DOCUMENT EXCERPT -
==================================================
20 Things You Didn’t Know About Heart Failure
Debra K. Moser DNSc, RN, FAAN, FAHA
Barbara Riegel DNSc, RN, FAAN, FAHA

$7.95
Journal of Cardiovascular Nursing
April 2013 
Volume 28  Number 2
Pages 109 - 110
 
  PDF Version Available!

ABSTRACT
1. Patients hate the term heart failure so maybe that's why it's so hard to figure out where the term came from-no one wants to admit to coining the phase. 2. In the early years, heart failure was referred to as "dropsy," which you might think had something to do with balance or sudden death. But actually, the term dropsy evolved from the Middle English term dropesie, which came from the ancient French word hydropsie, which came from the Greek word hydrops, which came from the earlier Greek word for water: hydor. So early on, fluid retention was identified as a key feature. 3. In 1785, William Withering of Birmingham (England, not Alabama) published an account of medicinal digitalis used to treat dropsy. 4. Digitalis is extracted from the lovely flowering biennial digitalis plant, AKA foxglove, which Withering apparently made into a "digitalis soup," although the recipe is no longer available. 5. This is probably good, because foxglove has been used by some with nefarious intentions as a poison. 6. Withering first learned of the cardiac usefulness of digitalis from an old woman who practiced as a folk herbalist in England. Apparently, the herbalist knew of 20 different ingredients to successfully treat dropsy, but we do not know the other 19 herbs. Considering the current prevalence of heart failure worldwide, it would be nice to know what the other 19 were. 7. Digitalis used to be first line therapy for HF, although it was not approved by the US Food and Drug Administration for heart failure until 1998. But, digitalis is no longer first line therapy because there is no survival benefit associated with its use in heart failure and the therapeutic range is very narrow. 8. It's probably a good thing that digitalis has fallen out of favor, as patients often confuse the words digoxin and dioxin and wonder why we are trying to poison them with toxic chemical compounds. 9. Studies of myocardial contractility were important in the evolution of our understanding of heart failure.
==================================================
GIVEN RECORDS -

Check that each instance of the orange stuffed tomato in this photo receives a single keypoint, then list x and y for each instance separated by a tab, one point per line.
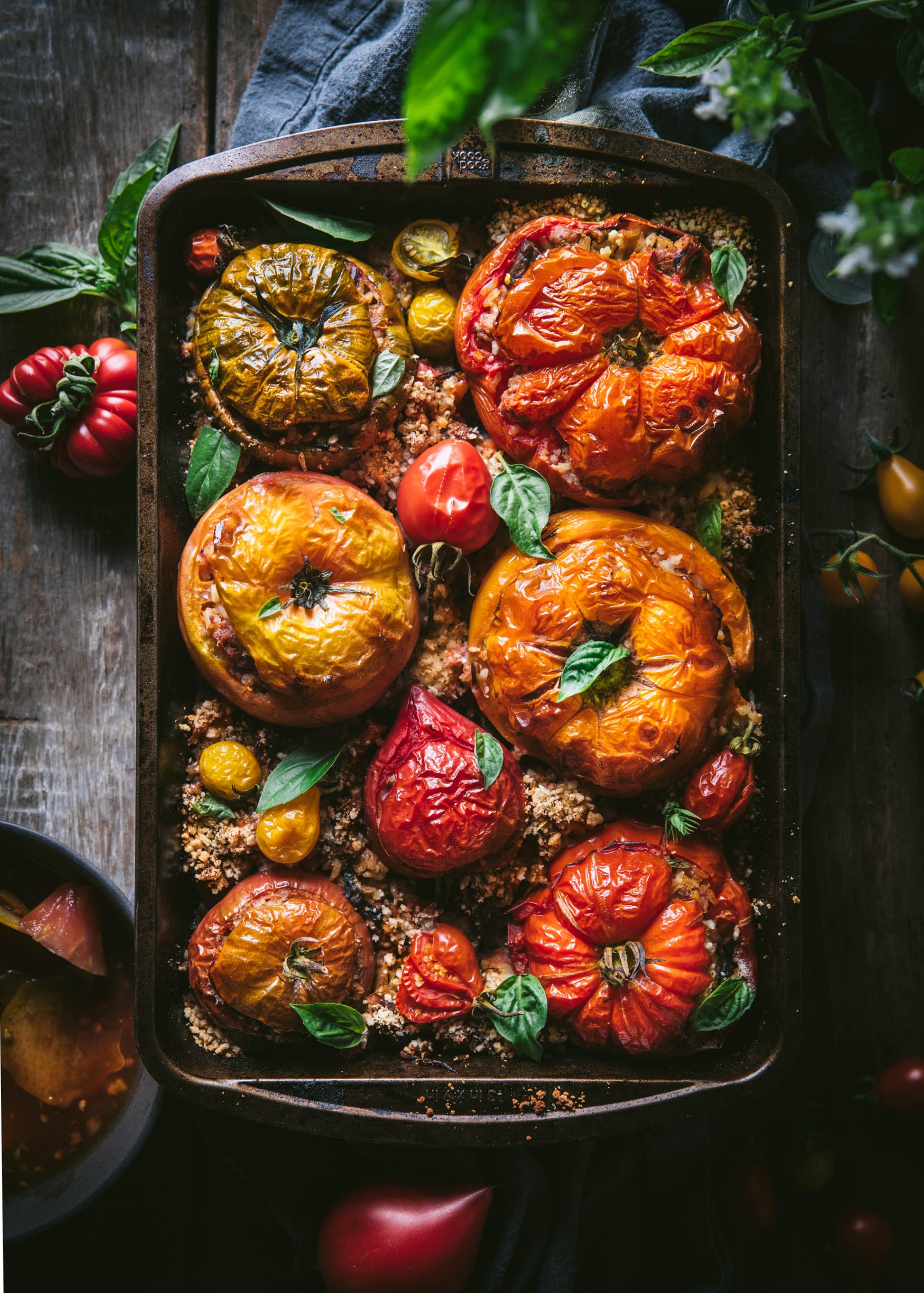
625	941
441	979
284	348
642	586
279	939
334	563
601	354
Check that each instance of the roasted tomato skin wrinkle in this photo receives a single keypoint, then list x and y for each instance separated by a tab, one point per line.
444	497
426	804
403	1239
441	978
598	372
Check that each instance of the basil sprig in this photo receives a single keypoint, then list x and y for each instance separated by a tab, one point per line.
490	757
211	470
298	772
208	806
710	527
722	1008
333	1024
586	665
386	373
55	272
334	227
523	501
518	1010
729	273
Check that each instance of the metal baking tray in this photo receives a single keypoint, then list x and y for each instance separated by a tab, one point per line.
358	171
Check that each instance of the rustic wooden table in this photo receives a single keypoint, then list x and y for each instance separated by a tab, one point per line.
84	86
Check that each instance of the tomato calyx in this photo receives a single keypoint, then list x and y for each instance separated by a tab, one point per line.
74	392
620	964
881	454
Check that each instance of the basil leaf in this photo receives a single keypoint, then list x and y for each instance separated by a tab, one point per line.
710	527
482	60
117	232
270	608
335	227
729	273
851	121
698	51
518	1010
211	470
156	157
523	501
909	163
333	1024
298	772
490	757
586	665
722	1008
211	807
385	374
911	57
887	296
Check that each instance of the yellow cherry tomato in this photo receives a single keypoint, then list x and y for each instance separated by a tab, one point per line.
421	245
831	585
910	591
229	770
287	833
901	495
431	322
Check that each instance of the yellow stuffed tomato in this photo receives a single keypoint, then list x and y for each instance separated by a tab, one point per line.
297	599
285	351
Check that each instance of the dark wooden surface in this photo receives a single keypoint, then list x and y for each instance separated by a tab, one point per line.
84	84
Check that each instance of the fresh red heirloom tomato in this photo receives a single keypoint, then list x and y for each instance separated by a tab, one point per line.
721	790
427	807
403	1239
619	939
446	497
901	1086
441	978
90	417
862	1239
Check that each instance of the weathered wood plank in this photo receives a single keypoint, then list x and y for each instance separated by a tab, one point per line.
84	84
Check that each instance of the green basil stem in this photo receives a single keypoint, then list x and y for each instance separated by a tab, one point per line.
907	559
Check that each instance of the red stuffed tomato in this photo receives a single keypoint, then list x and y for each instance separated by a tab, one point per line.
619	938
601	354
427	807
446	497
87	414
279	939
441	978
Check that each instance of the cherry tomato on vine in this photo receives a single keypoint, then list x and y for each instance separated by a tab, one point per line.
862	1240
901	1086
831	585
446	497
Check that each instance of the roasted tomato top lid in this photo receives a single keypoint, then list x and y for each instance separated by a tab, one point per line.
427	807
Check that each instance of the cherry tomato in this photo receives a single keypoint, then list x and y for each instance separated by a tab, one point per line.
901	1086
862	1240
752	1198
446	497
403	1239
833	590
901	495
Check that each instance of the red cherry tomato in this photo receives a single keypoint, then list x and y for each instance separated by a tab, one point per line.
446	497
901	1086
862	1240
403	1239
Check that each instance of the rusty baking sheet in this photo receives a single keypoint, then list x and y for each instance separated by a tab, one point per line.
358	171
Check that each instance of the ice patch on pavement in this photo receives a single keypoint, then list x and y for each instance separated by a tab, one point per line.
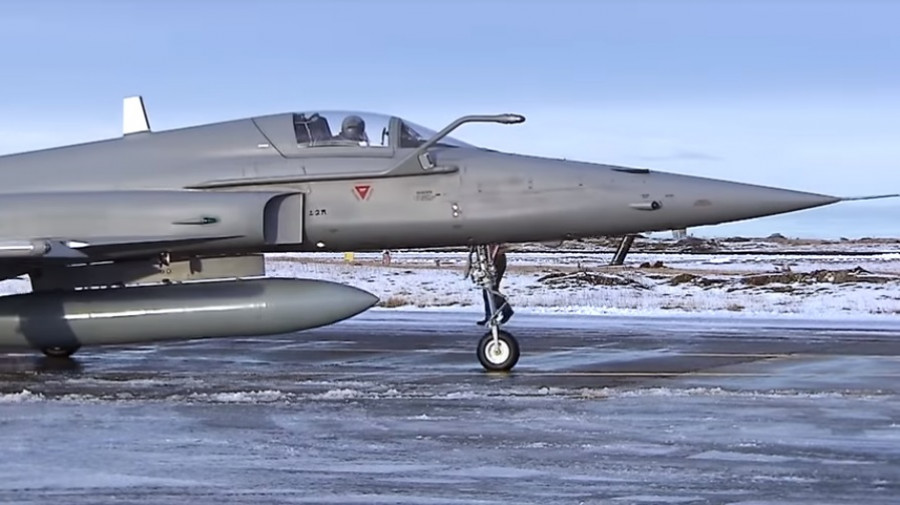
266	396
21	397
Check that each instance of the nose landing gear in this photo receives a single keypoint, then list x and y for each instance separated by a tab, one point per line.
498	350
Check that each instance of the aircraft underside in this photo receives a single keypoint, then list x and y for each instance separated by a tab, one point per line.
158	299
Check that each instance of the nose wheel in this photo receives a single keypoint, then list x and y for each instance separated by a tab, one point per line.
500	353
498	350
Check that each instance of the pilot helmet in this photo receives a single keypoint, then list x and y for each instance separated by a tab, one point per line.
353	128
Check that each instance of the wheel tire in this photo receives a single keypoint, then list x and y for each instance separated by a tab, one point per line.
502	358
59	352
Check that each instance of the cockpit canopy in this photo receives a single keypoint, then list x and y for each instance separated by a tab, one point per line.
361	129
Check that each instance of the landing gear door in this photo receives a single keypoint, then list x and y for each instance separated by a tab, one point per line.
283	219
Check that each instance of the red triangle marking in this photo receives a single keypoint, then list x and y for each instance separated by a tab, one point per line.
362	191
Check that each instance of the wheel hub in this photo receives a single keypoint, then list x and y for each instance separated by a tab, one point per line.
497	352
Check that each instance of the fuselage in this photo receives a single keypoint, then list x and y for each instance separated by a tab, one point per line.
350	204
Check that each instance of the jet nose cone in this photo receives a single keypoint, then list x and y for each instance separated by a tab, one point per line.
715	201
764	201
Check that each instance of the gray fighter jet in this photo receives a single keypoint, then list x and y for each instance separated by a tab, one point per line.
160	235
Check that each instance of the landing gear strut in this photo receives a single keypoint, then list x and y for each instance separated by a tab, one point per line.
59	352
498	350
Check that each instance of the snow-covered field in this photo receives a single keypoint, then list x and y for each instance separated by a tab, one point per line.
825	286
811	279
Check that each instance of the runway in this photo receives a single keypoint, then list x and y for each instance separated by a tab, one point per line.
392	407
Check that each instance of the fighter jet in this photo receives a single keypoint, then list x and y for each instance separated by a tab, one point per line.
160	235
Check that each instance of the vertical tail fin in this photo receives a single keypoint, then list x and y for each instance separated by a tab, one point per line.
134	116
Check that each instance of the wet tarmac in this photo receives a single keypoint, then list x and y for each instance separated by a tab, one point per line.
392	407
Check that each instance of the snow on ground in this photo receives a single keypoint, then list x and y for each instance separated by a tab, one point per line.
825	281
832	287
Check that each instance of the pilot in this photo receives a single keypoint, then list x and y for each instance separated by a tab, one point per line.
353	128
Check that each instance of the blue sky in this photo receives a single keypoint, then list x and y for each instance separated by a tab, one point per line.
798	94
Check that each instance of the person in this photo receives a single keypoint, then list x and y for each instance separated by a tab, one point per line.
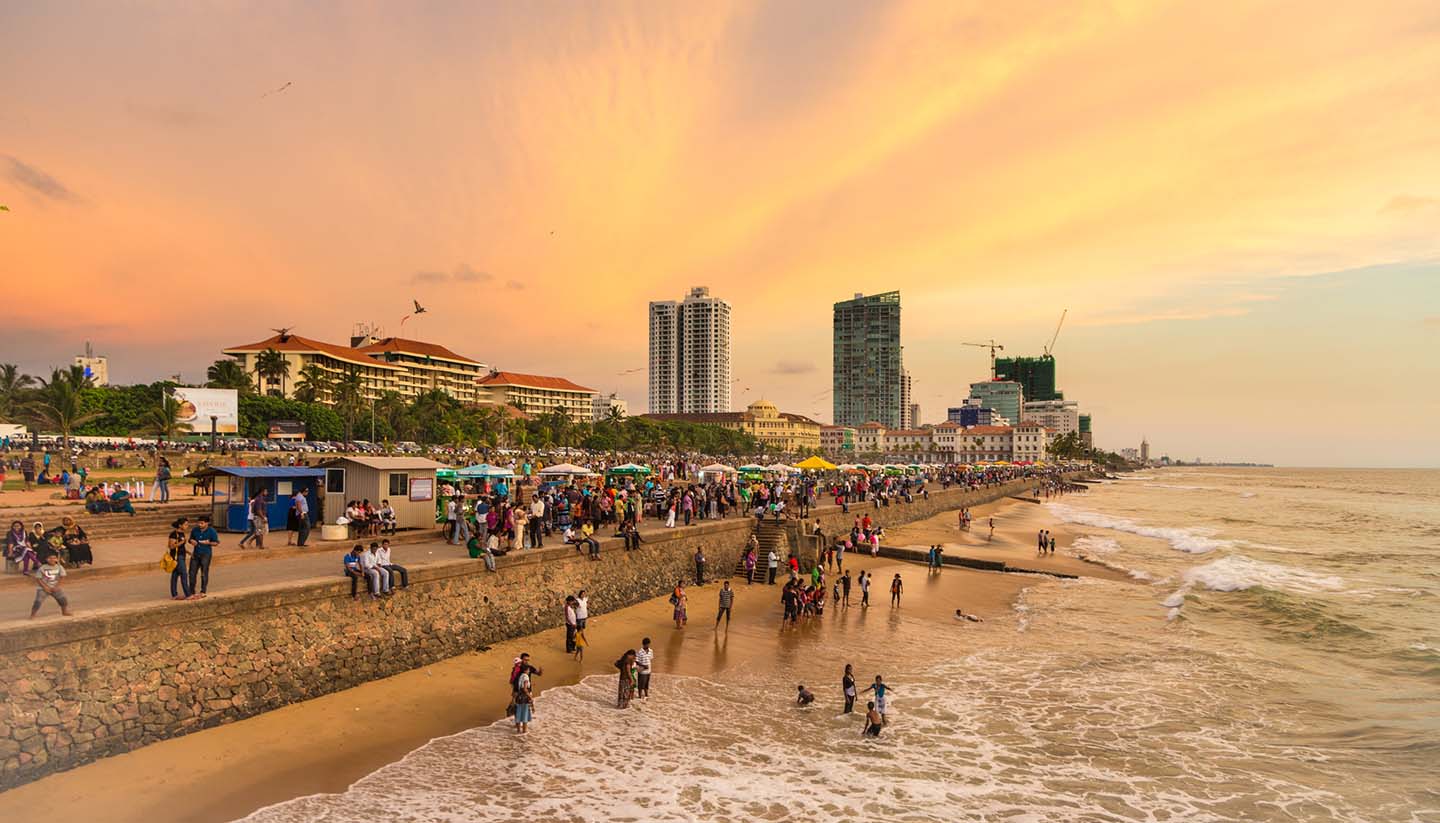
627	679
203	538
524	701
177	551
847	687
874	721
370	563
162	481
677	599
642	661
882	689
354	570
48	583
383	558
726	602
==================================================
HOW TO COMPLETE THIS TASK - Summarize the heart failure abstract in two sentences.

WRITTEN RESPONSE - Heart failure was once called dropsy, a term that traces back to the Greek word for water and shows that fluid retention was recognized early as a key feature. In 1785 William Withering published an account of treating dropsy with digitalis from the foxglove plant, which he had learned about from a folk herbalist, but digitalis is no longer first-line therapy because it offers no survival benefit and has a very narrow therapeutic range.